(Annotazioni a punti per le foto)
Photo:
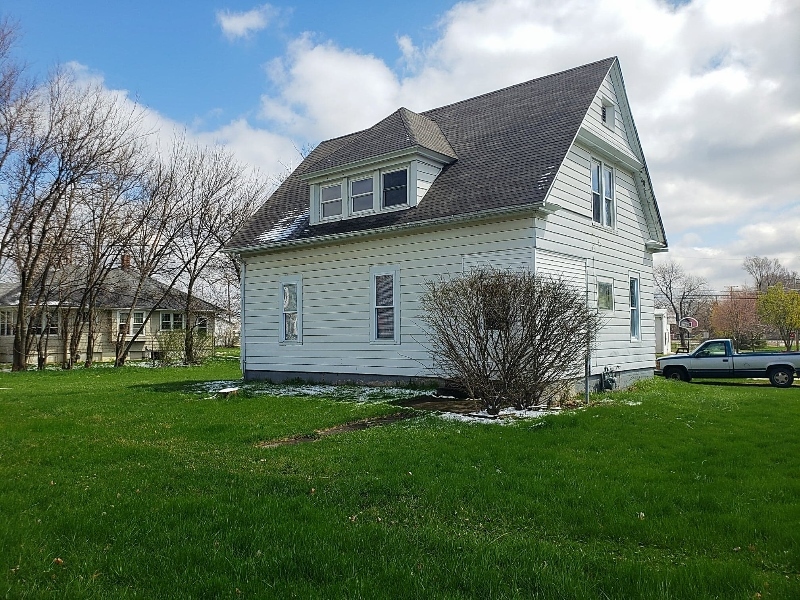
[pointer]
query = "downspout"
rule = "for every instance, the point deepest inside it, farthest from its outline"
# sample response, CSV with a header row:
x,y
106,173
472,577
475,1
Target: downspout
x,y
242,338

#### LAVORO RICHIESTO:
Trascrivi tutte le righe delle voci riportate sopra in una tabella Markdown con le colonne «N.» e «Riga», numerandole e tralasciando quelle vuote. Lascia fuori dalla risposta le immagini.

#### RISULTATO FINALE:
| N. | Riga |
|---|---|
| 1 | Photo: |
| 2 | [pointer] |
| 3 | query = "downspout" |
| 4 | rule = "for every instance, the point deepest inside it, farthest from its outline" |
| 5 | # sample response, CSV with a header row: |
| 6 | x,y |
| 7 | 106,173 |
| 8 | 472,577 |
| 9 | 475,1 |
| 10 | Target: downspout |
| 11 | x,y |
| 12 | 242,338 |